PROVIDED RECORDS »
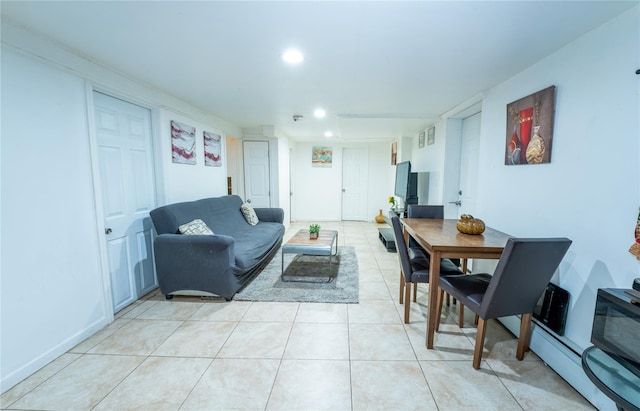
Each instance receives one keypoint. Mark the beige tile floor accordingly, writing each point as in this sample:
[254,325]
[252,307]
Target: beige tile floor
[194,354]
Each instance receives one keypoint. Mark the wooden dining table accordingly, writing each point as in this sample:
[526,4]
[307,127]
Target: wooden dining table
[441,239]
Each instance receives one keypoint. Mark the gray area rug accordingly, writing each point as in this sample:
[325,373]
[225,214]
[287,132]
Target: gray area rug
[342,287]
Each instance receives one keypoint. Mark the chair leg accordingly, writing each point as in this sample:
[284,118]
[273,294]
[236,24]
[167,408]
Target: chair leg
[523,340]
[477,353]
[407,302]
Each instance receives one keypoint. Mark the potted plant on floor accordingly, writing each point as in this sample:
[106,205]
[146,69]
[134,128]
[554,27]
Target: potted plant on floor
[314,229]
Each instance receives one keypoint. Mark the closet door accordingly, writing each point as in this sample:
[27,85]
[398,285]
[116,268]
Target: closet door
[256,173]
[127,189]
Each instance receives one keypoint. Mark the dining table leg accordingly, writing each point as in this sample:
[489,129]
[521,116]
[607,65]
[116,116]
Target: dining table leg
[434,278]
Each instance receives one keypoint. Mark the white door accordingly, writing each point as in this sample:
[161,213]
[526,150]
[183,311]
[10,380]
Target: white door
[469,164]
[123,132]
[355,168]
[256,173]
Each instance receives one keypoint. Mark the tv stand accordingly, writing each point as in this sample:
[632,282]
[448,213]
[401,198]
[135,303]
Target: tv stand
[385,234]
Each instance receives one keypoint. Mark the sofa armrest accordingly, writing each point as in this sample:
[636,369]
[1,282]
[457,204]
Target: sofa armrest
[270,214]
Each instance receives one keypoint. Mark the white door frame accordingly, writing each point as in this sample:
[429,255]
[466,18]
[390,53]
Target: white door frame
[363,210]
[97,184]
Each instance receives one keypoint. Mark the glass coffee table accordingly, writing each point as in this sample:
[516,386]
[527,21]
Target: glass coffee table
[325,245]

REQUIREMENT »
All of the material above is to be retyped verbatim, with its pictures omitted.

ANSWER »
Each instance receives one keypoint. Mark the beige tile floor accordingly, writing each point as in this sample:
[254,325]
[252,307]
Target: beige tile floor
[194,354]
Each instance receives one keypoint. Mark the wooden dining table accordingly, writing each point as in this sample:
[526,4]
[307,127]
Target: wooden dining table
[441,239]
Each instance receives one keypoint. Mark the gray area rug accordingly, writing each point as in this sample:
[325,373]
[225,214]
[287,132]
Target: gray area rug
[342,287]
Each instance receives one keypoint. Mark the chair leg accordingly, writing each point as in this sample:
[284,118]
[273,294]
[236,24]
[167,408]
Target: chair leg
[523,340]
[477,353]
[407,302]
Each instance receives one keypoint. Mark the potted plant on floor accordingly, writing each point as in this sample:
[106,205]
[146,69]
[134,128]
[554,27]
Target: potted plant on floor
[314,229]
Each instance receives one keypoint. Mark the closet door accordingly, writing each point as in this sample:
[27,85]
[398,285]
[116,268]
Target: closet door
[256,173]
[127,189]
Each instance receives one keypoint. Mark the dining table leg accordingly, writing each point as in this sample:
[489,129]
[521,116]
[607,65]
[116,116]
Target: dining table leg
[434,278]
Each instance receives one keypoint. Mark the white door accordingly, writing each point as in this sample:
[161,213]
[526,150]
[183,311]
[10,380]
Target: white door
[469,164]
[123,132]
[355,168]
[256,173]
Each instance receives one keypoint. Mark the tv stand accordingly, writing each point as in this sample:
[632,282]
[448,213]
[401,198]
[135,303]
Target: tv stand
[385,234]
Each instance receives one keypoint. Mark the sofa armrest accordingly, writing each point as in this sample:
[636,369]
[1,282]
[457,204]
Target: sofa armrest
[270,214]
Each instance receives one keypoint. Mark the white door frame accordingly, writing each point as in this sample:
[429,255]
[466,18]
[390,53]
Target: white door frame
[363,210]
[97,184]
Each instance receives one keypoint. Mark the glass coffee table accordingly, writing each point as in this sample:
[516,386]
[527,21]
Target: glass coffee table
[325,245]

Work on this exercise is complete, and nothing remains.